WHAT THE TASK ASKS: Add -16 to every bounding-box coordinate in the answers, and write out all lines of the data below again, requests included.

Region labeling records:
--- start ---

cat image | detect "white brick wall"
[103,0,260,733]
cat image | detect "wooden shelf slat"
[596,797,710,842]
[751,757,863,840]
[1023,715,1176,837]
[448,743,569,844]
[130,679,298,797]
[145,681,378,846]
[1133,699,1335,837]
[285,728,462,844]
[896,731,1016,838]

--- end ---

RESULT OF THE EXERCISE:
cat image | detect "white brick wall"
[87,-16,244,717]
cat image | detect "wooden shelf slat"
[580,781,694,826]
[735,741,847,824]
[1007,699,1160,821]
[432,727,553,828]
[114,663,282,781]
[129,665,362,830]
[1117,683,1319,821]
[269,712,446,828]
[880,715,1000,822]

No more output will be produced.